**Задание**
Перепишите фрагмент записей от строки, содержащей «Game engine object recognition — detect team», до конца записей включительно. Текст оставьте без изменений, только каждую координату в ответах сдвиньте на 91.

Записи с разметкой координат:

※

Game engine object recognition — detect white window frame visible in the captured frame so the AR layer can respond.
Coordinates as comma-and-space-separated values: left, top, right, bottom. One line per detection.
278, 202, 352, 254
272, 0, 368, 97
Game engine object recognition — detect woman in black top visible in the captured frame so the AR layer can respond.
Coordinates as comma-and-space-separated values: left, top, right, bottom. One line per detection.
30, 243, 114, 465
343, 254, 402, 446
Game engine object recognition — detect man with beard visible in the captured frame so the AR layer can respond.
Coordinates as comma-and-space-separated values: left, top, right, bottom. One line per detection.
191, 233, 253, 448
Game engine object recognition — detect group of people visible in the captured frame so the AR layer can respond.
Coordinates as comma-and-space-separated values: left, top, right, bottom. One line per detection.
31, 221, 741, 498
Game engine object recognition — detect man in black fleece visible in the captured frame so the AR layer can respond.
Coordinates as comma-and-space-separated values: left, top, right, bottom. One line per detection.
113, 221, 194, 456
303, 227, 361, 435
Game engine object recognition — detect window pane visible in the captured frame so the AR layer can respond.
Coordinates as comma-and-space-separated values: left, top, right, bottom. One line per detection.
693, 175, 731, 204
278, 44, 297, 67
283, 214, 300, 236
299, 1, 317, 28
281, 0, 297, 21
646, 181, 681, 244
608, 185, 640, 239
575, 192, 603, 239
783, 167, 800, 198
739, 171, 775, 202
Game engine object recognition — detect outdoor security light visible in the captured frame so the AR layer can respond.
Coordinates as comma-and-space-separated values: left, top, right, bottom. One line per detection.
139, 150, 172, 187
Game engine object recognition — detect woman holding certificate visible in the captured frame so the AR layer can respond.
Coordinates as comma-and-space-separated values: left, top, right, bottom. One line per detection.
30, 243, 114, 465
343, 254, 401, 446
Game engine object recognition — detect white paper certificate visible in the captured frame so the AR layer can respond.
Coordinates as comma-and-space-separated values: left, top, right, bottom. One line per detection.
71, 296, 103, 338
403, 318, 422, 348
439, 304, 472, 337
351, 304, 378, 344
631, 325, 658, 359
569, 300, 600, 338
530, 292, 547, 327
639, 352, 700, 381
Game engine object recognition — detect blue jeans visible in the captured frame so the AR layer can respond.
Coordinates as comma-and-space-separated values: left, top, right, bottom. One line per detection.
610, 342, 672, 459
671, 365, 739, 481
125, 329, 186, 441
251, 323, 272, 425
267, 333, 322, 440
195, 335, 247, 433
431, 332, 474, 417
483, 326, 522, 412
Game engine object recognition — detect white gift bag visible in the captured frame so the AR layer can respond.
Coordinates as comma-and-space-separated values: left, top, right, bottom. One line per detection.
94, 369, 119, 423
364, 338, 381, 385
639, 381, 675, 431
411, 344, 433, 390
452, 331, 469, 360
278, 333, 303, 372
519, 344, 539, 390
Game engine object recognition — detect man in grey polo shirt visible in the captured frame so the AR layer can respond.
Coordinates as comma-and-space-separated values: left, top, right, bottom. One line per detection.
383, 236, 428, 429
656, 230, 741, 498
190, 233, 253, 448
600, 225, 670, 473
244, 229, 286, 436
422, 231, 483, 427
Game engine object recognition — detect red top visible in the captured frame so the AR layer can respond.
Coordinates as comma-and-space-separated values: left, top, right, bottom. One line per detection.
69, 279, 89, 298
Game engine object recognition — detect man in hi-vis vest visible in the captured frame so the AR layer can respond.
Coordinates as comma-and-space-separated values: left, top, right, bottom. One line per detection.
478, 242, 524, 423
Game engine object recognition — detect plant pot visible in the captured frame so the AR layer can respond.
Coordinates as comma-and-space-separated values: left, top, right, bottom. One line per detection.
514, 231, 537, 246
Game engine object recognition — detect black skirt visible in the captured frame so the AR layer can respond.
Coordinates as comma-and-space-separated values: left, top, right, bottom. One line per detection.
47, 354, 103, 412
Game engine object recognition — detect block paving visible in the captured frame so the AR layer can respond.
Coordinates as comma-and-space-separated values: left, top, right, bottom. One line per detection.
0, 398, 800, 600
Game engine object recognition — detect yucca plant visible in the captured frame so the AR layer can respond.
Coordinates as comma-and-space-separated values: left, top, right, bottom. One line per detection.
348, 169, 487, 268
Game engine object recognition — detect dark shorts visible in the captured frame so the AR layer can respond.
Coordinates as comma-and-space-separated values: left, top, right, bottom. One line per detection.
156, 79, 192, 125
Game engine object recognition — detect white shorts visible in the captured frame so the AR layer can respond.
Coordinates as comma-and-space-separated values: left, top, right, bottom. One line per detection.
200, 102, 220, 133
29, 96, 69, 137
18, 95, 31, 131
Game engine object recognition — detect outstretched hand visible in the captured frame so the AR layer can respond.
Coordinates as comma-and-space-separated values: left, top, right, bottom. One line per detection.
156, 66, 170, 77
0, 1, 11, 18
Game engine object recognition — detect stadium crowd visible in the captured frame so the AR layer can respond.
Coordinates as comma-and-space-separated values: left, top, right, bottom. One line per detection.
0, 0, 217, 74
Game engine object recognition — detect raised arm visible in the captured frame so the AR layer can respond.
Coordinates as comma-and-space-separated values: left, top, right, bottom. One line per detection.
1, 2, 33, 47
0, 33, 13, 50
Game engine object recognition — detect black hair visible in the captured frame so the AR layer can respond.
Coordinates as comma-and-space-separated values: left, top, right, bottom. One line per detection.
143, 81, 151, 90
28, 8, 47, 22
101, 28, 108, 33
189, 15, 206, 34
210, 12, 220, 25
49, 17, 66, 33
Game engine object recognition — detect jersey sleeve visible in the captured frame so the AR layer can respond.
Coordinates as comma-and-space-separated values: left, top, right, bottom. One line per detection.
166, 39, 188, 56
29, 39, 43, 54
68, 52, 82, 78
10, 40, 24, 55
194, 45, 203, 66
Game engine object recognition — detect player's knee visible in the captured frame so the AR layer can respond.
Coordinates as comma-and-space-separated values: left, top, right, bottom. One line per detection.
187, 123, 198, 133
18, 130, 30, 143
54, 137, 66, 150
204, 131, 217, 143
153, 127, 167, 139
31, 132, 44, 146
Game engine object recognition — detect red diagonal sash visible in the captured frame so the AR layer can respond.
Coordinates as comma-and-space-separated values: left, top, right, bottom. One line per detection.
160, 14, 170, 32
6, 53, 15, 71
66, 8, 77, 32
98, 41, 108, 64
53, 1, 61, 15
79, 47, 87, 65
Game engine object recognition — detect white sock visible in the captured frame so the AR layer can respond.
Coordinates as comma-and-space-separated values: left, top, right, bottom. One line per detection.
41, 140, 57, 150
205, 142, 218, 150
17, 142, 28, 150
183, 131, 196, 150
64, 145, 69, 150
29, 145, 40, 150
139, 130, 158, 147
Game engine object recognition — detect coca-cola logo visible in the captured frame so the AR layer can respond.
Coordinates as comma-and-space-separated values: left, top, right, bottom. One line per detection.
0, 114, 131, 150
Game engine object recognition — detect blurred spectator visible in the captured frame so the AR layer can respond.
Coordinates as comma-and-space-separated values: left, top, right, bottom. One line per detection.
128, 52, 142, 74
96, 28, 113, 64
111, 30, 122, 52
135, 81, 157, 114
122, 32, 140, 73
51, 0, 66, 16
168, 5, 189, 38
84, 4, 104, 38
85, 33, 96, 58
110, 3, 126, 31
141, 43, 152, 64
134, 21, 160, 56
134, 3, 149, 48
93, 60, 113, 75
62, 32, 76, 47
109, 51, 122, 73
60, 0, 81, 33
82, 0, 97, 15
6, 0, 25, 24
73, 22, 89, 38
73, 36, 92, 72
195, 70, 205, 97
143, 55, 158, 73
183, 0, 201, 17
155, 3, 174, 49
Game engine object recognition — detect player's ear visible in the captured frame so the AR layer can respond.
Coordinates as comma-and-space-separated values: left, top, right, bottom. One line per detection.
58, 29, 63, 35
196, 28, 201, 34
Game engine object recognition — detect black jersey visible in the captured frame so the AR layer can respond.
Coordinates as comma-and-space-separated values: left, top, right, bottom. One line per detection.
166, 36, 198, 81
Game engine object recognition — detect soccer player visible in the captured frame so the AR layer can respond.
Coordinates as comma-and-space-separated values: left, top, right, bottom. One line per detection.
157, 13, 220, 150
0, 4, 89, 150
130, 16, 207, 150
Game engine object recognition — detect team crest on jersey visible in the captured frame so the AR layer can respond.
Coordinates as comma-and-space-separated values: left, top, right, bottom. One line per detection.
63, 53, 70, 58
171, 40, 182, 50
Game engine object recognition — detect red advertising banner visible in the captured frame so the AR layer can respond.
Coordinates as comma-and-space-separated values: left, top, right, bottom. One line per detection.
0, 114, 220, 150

※

**Ответ**
Game engine object recognition — detect team crest on jersey visible in the captured frame so the AR layer can respond.
Coordinates as comma-and-space-separated values: left, top, right, bottom. One line per detection.
154, 144, 161, 149
262, 131, 273, 141
Game engine object recognition — detect red advertising banner visible in the captured frame so the AR layer can respond.
Coordinates as comma-and-space-separated values: left, top, right, bottom. One line per detection.
91, 205, 311, 241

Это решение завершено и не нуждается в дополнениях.